**OBIETTIVI**
(A) Elenca i personaggi del poema persiano del XII secolo che il brano sul film Shirin riassume, indicando per ciascuno come viene presentato.
(B) Fornisci il seguito del brano sul film Shirin, a partire dopo la sua ultima frase.

**BRANO PROPOSTO**
* * * * *

Le
strategie nell’uso del linguaggio filmico non sempre mettono in
sintonia registi e spettatori.
Kiarostami
ha visto in sala un esodo di critici e pubblico. Il trovarsi di fronte
a
Shirin
(Fuori concorso), un film in cui l’inquadratura è fissa e
l’unico riferimento narrativo è una voce fuori campo ha spiazzato
molti,
troppi… In fondo la storia c’è (la vediamo “riassunta” nei
titoli di testa, in un susseguirsi di quadri d’epoca) e nasce da un
poema persiano del XII secolo: Shirin, principessa d'Armenia rinuncia
al trono per Khosrow, re di Persia. Lui accetta invece un matrimonio
politico, lei si innamora lungo strada di Farhad, scultore e
architetto... Un appassionato dramma sentimentale, un triangolo
tragico che Kiarostami lascia alla voce di uno schermo che non
vediamo, ad una proiezione inesistente ma a fronte della quale oltre
cento attrici persiane (più Juliette Binoche) vivono sui loro volti
l'emozione del racconto. Sguardi avvinti, sorrisi, lacrime... Solo dei
volti di queste estatiche spettatrici si riempie lo sguardo di noi
spettatori. Comprensibile il rifiuto e la fuga, ma il lavoro
dell’autore cinematografico è anche questo: rigenerare il meccanismo
partecipativo, estremizzare con consapevolezza e purezza di stile la
forza metalinguistica della rappresentazione cinematografica. Chi ha
saputo arrivare alla fine della proiezione è passato dallo sconcerto
alla fascinazione, in sintonia con quelle donne e con la trasgressiva
idea di cinema di Kiarostami. Avvinti dall’incanto del vivere negli
sguardi l'emozione dello sguardo.

* * * * *

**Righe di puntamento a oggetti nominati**

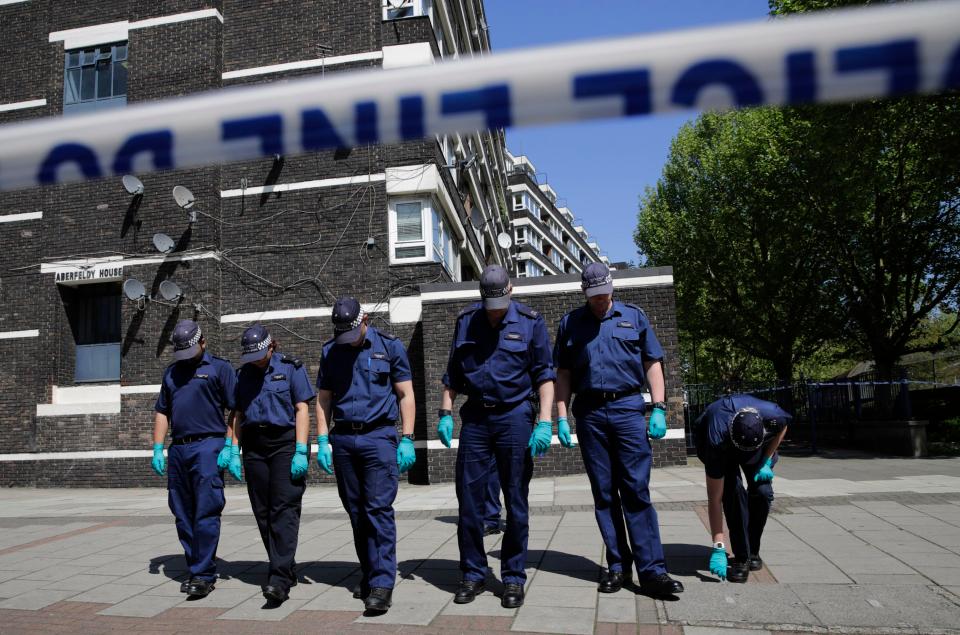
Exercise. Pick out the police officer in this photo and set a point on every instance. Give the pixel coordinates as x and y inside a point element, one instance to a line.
<point>605,352</point>
<point>364,383</point>
<point>272,423</point>
<point>500,359</point>
<point>491,518</point>
<point>194,392</point>
<point>734,433</point>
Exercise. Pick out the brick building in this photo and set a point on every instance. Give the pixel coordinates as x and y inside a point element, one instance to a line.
<point>272,241</point>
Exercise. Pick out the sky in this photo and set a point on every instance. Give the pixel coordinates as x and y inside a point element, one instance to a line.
<point>601,168</point>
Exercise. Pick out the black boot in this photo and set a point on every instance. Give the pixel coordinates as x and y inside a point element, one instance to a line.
<point>469,589</point>
<point>379,601</point>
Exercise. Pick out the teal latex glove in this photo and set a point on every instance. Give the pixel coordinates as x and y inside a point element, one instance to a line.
<point>765,474</point>
<point>223,459</point>
<point>234,465</point>
<point>299,465</point>
<point>657,425</point>
<point>406,456</point>
<point>159,462</point>
<point>718,563</point>
<point>563,431</point>
<point>540,439</point>
<point>445,429</point>
<point>324,454</point>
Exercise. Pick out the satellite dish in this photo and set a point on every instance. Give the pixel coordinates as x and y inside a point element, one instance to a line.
<point>132,185</point>
<point>163,243</point>
<point>183,197</point>
<point>170,291</point>
<point>134,289</point>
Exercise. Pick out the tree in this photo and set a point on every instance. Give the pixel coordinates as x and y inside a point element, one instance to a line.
<point>727,216</point>
<point>884,180</point>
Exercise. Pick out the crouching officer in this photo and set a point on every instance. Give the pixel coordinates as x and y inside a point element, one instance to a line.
<point>363,384</point>
<point>605,352</point>
<point>739,432</point>
<point>194,392</point>
<point>499,356</point>
<point>272,423</point>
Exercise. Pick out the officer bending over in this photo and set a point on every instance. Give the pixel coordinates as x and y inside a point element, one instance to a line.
<point>735,433</point>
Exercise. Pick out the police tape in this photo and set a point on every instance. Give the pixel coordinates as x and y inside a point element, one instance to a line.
<point>836,56</point>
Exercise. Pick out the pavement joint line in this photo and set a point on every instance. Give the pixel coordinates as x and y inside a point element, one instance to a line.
<point>68,534</point>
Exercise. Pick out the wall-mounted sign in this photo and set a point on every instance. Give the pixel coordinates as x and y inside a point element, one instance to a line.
<point>90,274</point>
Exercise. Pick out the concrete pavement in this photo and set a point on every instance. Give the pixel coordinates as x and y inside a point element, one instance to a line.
<point>861,545</point>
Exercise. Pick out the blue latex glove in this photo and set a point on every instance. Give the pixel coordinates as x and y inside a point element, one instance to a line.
<point>299,464</point>
<point>563,431</point>
<point>159,462</point>
<point>234,465</point>
<point>765,474</point>
<point>324,454</point>
<point>406,456</point>
<point>540,439</point>
<point>445,429</point>
<point>223,459</point>
<point>657,425</point>
<point>718,563</point>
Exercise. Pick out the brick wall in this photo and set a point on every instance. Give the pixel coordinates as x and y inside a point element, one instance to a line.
<point>658,301</point>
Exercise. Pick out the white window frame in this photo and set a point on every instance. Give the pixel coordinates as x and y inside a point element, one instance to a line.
<point>426,236</point>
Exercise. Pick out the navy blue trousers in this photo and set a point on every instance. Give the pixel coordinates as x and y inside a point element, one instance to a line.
<point>500,437</point>
<point>195,496</point>
<point>617,457</point>
<point>746,509</point>
<point>491,518</point>
<point>368,479</point>
<point>274,496</point>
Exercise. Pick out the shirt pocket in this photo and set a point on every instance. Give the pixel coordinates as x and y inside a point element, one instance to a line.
<point>628,338</point>
<point>380,371</point>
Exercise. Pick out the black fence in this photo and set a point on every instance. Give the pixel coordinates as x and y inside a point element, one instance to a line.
<point>831,408</point>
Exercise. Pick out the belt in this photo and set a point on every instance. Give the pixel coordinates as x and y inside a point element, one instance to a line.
<point>611,395</point>
<point>360,427</point>
<point>192,438</point>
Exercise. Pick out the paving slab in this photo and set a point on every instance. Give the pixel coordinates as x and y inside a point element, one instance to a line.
<point>878,606</point>
<point>143,605</point>
<point>545,619</point>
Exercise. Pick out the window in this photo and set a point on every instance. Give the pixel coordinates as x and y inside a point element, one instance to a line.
<point>93,311</point>
<point>398,9</point>
<point>445,248</point>
<point>95,78</point>
<point>410,222</point>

* * * * *

**LE RISPOSTE**
(A) Shirin, principessa d'Armenia; Khosrow, re di Persia; Farhad, scultore e architetto.

(B)
E
che estremizzare l’approccio stilistico possa risultare a rischio l’ha
confermato
Pescuit sportiv
(Giornate degli
Autori). È una vera sensazione di fastidio
quella con cui vediamo il preparasi di Mihai e Lubi al picnic fuori
città. Ogni gesto, ogni movimento è ripreso in soggettiva, macchina a
mano. Lo sguardo di lui, lo sguardo di lei, il loro “inquadrare”
l’auto, il paesaggio, il loro osservarsi reciprocamente… Eppure anche
qui la capacità di Adrian Sitaru di far crescere il racconto proprio
nel confronto continuo di “punti di vista” (interiori e d esteriori)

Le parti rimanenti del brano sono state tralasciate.